EXERCISE REQUIREMENTS: What the task requires is an exact printout of the listing below, pictures excluded.

TASK INPUT:
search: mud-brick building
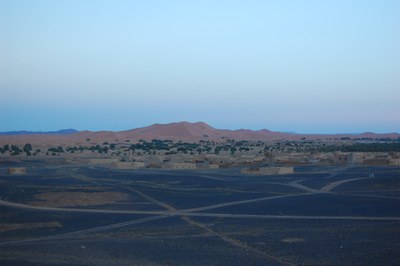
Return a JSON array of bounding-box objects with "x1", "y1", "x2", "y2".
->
[{"x1": 8, "y1": 167, "x2": 27, "y2": 174}]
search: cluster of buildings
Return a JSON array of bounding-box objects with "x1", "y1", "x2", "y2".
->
[
  {"x1": 267, "y1": 151, "x2": 400, "y2": 166},
  {"x1": 73, "y1": 151, "x2": 400, "y2": 174},
  {"x1": 2, "y1": 140, "x2": 400, "y2": 174},
  {"x1": 80, "y1": 157, "x2": 220, "y2": 170}
]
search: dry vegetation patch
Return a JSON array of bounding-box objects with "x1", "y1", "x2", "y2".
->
[
  {"x1": 0, "y1": 222, "x2": 62, "y2": 233},
  {"x1": 281, "y1": 237, "x2": 305, "y2": 243},
  {"x1": 31, "y1": 191, "x2": 129, "y2": 207}
]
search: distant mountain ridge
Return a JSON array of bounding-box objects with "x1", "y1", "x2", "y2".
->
[
  {"x1": 0, "y1": 122, "x2": 398, "y2": 145},
  {"x1": 0, "y1": 129, "x2": 78, "y2": 135}
]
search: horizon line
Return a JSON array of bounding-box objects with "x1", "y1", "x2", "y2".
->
[{"x1": 0, "y1": 121, "x2": 399, "y2": 136}]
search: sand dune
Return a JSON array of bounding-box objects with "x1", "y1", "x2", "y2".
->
[{"x1": 0, "y1": 121, "x2": 398, "y2": 145}]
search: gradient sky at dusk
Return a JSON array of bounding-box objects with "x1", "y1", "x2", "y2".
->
[{"x1": 1, "y1": 0, "x2": 399, "y2": 133}]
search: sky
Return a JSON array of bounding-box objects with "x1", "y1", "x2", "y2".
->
[{"x1": 1, "y1": 0, "x2": 399, "y2": 133}]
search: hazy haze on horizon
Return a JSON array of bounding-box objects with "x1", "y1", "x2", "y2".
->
[{"x1": 1, "y1": 0, "x2": 399, "y2": 134}]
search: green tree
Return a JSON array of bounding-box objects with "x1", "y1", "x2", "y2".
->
[
  {"x1": 11, "y1": 145, "x2": 22, "y2": 156},
  {"x1": 23, "y1": 143, "x2": 32, "y2": 155}
]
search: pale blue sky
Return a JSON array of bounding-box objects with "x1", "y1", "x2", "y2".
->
[{"x1": 1, "y1": 0, "x2": 399, "y2": 133}]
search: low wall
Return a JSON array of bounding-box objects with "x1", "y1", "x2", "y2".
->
[
  {"x1": 111, "y1": 162, "x2": 145, "y2": 169},
  {"x1": 241, "y1": 166, "x2": 294, "y2": 175}
]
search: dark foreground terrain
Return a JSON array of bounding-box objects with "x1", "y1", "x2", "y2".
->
[{"x1": 0, "y1": 162, "x2": 399, "y2": 265}]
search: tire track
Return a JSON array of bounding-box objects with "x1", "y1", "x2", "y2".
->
[
  {"x1": 321, "y1": 177, "x2": 368, "y2": 192},
  {"x1": 0, "y1": 215, "x2": 168, "y2": 247},
  {"x1": 126, "y1": 187, "x2": 292, "y2": 265}
]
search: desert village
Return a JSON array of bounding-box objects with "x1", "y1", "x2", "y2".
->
[
  {"x1": 1, "y1": 122, "x2": 399, "y2": 175},
  {"x1": 2, "y1": 137, "x2": 400, "y2": 175}
]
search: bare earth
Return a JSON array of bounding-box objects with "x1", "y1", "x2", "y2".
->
[{"x1": 31, "y1": 192, "x2": 129, "y2": 207}]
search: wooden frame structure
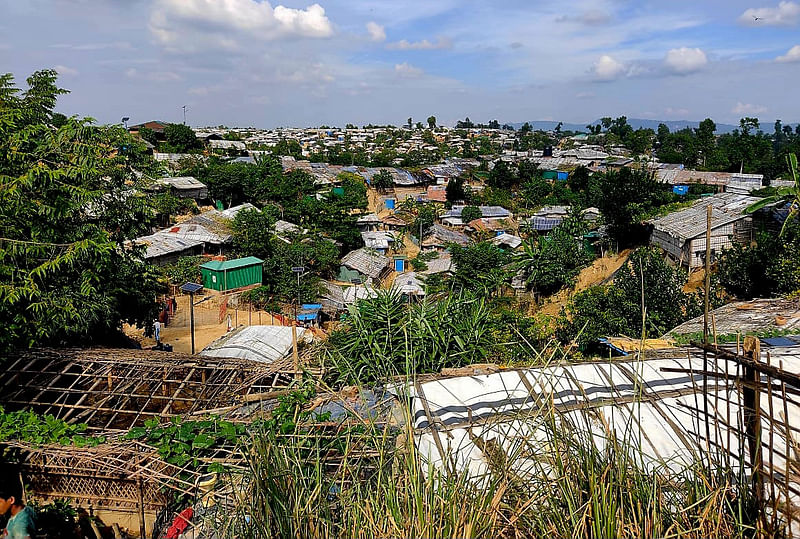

RESULT FOR THIS TASK:
search: mud-brick building
Return a JSON array of bounding-box objects with "x1", "y1", "x2", "y2".
->
[{"x1": 8, "y1": 167, "x2": 27, "y2": 174}]
search: cluster of buildings
Return a JSON array of bounding-box objects with "x1", "y1", "x2", "y2".
->
[
  {"x1": 267, "y1": 151, "x2": 400, "y2": 166},
  {"x1": 73, "y1": 151, "x2": 400, "y2": 174},
  {"x1": 2, "y1": 140, "x2": 400, "y2": 174},
  {"x1": 80, "y1": 157, "x2": 220, "y2": 170}
]
search: dry vegetation patch
Return a JSON array of bounding-box objects with "x1", "y1", "x2", "y2".
->
[
  {"x1": 0, "y1": 222, "x2": 62, "y2": 233},
  {"x1": 281, "y1": 237, "x2": 305, "y2": 243},
  {"x1": 31, "y1": 191, "x2": 129, "y2": 207}
]
search: distant mountain ridge
Return a JSON array of bounding-box objects with "x1", "y1", "x2", "y2".
->
[
  {"x1": 0, "y1": 122, "x2": 398, "y2": 145},
  {"x1": 0, "y1": 129, "x2": 78, "y2": 135}
]
search: horizon line
Return a JSON array of bounding-box objects with "x1", "y1", "x2", "y2".
->
[{"x1": 0, "y1": 121, "x2": 399, "y2": 136}]
search: sand dune
Return a JSON array of bounding-box objects with "x1", "y1", "x2", "y2".
->
[{"x1": 0, "y1": 121, "x2": 398, "y2": 145}]
search: gradient sky at dusk
Return a JSON array of bounding-box objects with "x1", "y1", "x2", "y2".
->
[{"x1": 1, "y1": 0, "x2": 399, "y2": 133}]
search: sky
Return a JSON array of bounding-box objects with "x1", "y1", "x2", "y2".
->
[{"x1": 1, "y1": 0, "x2": 399, "y2": 133}]
search: hazy haze on horizon
Return a JSON array of bounding-box objects with "x1", "y1", "x2", "y2".
->
[{"x1": 1, "y1": 0, "x2": 399, "y2": 134}]
search: green tree
Return a JSON array of bounding-box objects with "x1", "y1", "x2", "y2".
->
[
  {"x1": 11, "y1": 145, "x2": 22, "y2": 156},
  {"x1": 23, "y1": 143, "x2": 32, "y2": 155}
]
search: pale blue sky
Return a JSON array of bounding-box objects with "x1", "y1", "x2", "y2".
->
[{"x1": 1, "y1": 0, "x2": 399, "y2": 133}]
search: low wall
Return a JSON array of bounding-box objects with "x1", "y1", "x2", "y2".
->
[
  {"x1": 111, "y1": 162, "x2": 145, "y2": 169},
  {"x1": 241, "y1": 166, "x2": 294, "y2": 175}
]
search: dark foreground terrain
Return a JSON array of bounding-box objects with "x1", "y1", "x2", "y2".
->
[{"x1": 0, "y1": 162, "x2": 399, "y2": 265}]
search: tire track
Return a JSON array of bounding-box objects with "x1", "y1", "x2", "y2".
->
[
  {"x1": 321, "y1": 177, "x2": 368, "y2": 192},
  {"x1": 0, "y1": 215, "x2": 168, "y2": 247},
  {"x1": 126, "y1": 187, "x2": 292, "y2": 265}
]
search: desert village
Return a JSON array of bounding-box objects with "x1", "y1", "x2", "y2".
->
[
  {"x1": 1, "y1": 122, "x2": 399, "y2": 175},
  {"x1": 2, "y1": 137, "x2": 400, "y2": 175}
]
search: bare earth
Return a JSON array of bounding-box objects with "x1", "y1", "x2", "y2".
->
[{"x1": 31, "y1": 192, "x2": 129, "y2": 207}]
search: wooden frame structure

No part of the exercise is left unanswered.